§ **Travail à faire**
**1.** Traduisez en anglais cette phrase de l'extrait sur la gentillesse : « C'est un phénomène qui nous concerne tous, dans un sens ou dans l'autre : on est souvent le naïf d'un autre. »
**2.** Relevez dans les entrées ci-dessous chaque ligne contenant la chaîne « wearing ». Tenez compte de la casse.

§ **Extrait choisi**
>>>>>
Il y a eu ces derniers jours, dans une bulle de la proche blogosphère, une agitation soudaine autour d'un sujet qui fait régulièrement polémique et soulève la question suivante : peut-on critiquer la gentillesse ? La gentillesse, la nunucherie, la mièvrerie, la naïveté, ont été depuis toujours sujet de railleries de la part de celles et ceux qui se targuent d'avoir une conscience supérieure de la réalité des choses. C'est un phénomène qui nous concerne tous, dans un sens ou dans l'autre : on est souvent le naïf d'un autre. Par ailleurs les motivations de la gentillesse, et son authenticité, peuvent toujours être suspectes.

Au delà de ces deux aspects c'est la question de la confiance en l'autre (et en soi) qui apparaît : la gentillesse, c'est à dire la douceur qui se montre, est-elle toujours sincère ? Je crois qu'il y a autour de ce sujet un rapport à quelque chose de très sensible en chacun de nous, auquel nous répondons de façon contradictoire, soit en cherchant, soit en rejetant cette douceur. Et bizarrement ce rapport à la douceur peut engendrer des réactions assez virulentes, si ce n'est violentes.

A partir de la critique de la gentillesse, qui est aussi une apologie de l'authenticité, me vient donc une question : quelle est l'utilité d'exprimer, ou de taire, nos impressions sur le comportement d'autrui ?

Juger l'autre en son for intérieur est difficilement évitable : ça nous échappe, ça s'impose. C'est là. La différence de l'autre, de ses idées, de ses valeurs, perturbe notre mode de pensée. Dès lors, qu'en faire ? Idéalement il serait fécond de se demander, en soi, en quoi ça nous dérange. Et d'où on se place pour s'autoriser à juger autrui sans connaître ses motivations. Mais c'est un travail d'introspection peu commode et pas forcément agréable car renvoyant à l'image que l'on a de soi, voire à notre légitimité en tant qu'être pensant.

On peut aussi, et c'est certainement une des options les plus enrichissantes, tenter de dialoguer avec l'autre autour de ce qui nous dérange. Aller à la découverte de ses représentations, tenter de comprendre quel est son monde intérieur. Mais ça peut demander du temps, bousculer nos propres représentations, obliger à une remise en question de ce qu'on croyait savoir.

Il est bien plus facile de rejeter la difficulté hors de soi, en pointant seulement sur ce qui nous gêne en l'autre. Ainsi il reste le seul  responsable de notre agacement. C'est lui qui est rejeté... et nous qui sommes confortés. Il a forcément tort, il faut qu'il ait tort, puisque je veux rester sûr d'avoir raison ! Et pour donner plus de solidité à ce confortement il y a parfois la tentation de joindre à soi d'autres juges, qu'on prendra soin de manoeuvrer pour les orienter dans le sens voulu.

C'est là que ça dérape. Quand on se met a s'exprimer en pré-jugeant, c'est à dire en présentant les faits de façon subjective, biaisée, partiale. Quand on extériorise notre problématique interne pour éviter de se confronter à soi.
<<<<<
§ **Entrées de données**
>>>>>
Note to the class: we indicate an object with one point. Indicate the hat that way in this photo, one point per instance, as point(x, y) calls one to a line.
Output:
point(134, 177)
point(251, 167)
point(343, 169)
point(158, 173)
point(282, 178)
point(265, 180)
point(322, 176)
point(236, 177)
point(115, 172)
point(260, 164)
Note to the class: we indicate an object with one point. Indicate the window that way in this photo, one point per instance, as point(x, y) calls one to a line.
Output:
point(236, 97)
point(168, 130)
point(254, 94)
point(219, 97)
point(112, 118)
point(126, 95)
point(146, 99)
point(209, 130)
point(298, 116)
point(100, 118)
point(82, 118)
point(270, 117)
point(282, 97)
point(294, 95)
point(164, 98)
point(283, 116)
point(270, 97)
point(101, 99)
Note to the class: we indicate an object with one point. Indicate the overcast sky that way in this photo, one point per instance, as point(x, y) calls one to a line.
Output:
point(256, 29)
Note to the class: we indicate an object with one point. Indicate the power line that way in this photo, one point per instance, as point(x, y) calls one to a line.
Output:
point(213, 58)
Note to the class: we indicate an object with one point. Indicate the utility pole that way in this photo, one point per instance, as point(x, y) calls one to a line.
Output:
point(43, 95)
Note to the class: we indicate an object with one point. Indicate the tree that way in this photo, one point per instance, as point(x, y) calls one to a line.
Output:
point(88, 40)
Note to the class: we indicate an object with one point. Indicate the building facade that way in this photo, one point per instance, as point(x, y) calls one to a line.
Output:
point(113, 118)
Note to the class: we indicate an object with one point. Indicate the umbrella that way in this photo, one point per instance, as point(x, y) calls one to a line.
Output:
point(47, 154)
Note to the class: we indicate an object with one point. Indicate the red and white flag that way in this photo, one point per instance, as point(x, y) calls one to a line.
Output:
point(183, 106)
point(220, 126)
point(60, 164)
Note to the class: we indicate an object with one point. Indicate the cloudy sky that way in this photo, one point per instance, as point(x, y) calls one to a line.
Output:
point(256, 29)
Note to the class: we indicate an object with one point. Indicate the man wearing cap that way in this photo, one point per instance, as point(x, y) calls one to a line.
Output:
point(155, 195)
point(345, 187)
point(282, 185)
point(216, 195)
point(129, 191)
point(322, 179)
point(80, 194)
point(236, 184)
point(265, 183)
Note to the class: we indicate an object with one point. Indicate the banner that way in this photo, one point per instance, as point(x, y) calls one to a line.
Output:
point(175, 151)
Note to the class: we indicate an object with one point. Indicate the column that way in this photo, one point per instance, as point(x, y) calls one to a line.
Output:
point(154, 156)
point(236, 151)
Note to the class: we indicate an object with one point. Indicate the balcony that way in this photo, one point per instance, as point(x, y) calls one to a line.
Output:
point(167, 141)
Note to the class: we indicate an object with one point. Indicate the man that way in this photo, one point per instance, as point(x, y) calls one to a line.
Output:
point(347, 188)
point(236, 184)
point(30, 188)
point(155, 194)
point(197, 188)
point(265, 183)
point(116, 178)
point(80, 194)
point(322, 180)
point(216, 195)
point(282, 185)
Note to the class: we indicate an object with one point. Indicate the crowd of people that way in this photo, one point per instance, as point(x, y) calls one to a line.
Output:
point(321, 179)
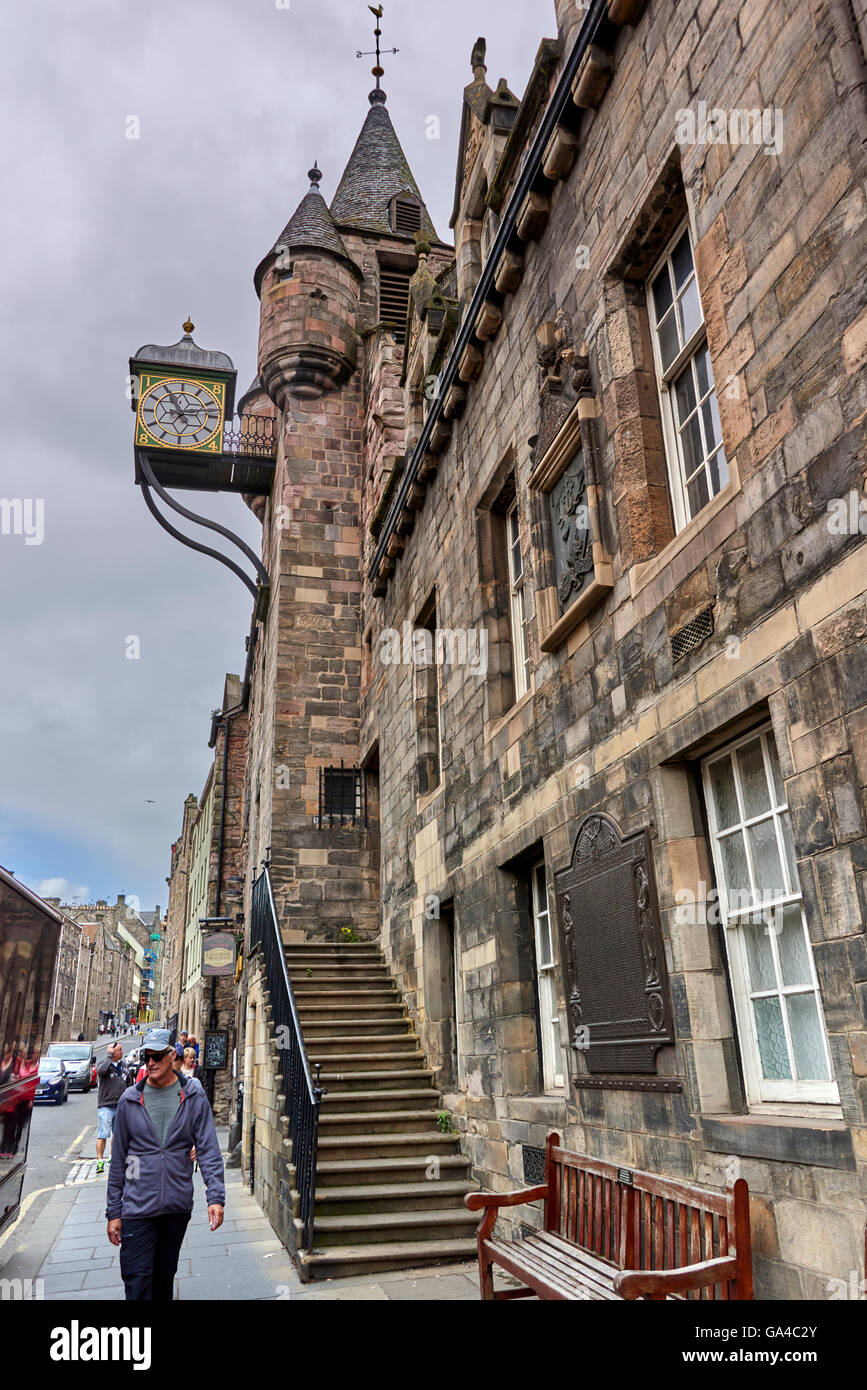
<<<<<
§ **Solutions détaillées**
**1.** It is a phenomenon that concerns us all, one way or the other: we are often the naive one in someone else's eyes.

**2.**
Note to the class: we indicate an object with one point. Indicate the man wearing cap that way in this photo, one point per instance, as point(x, y) calls one to a line.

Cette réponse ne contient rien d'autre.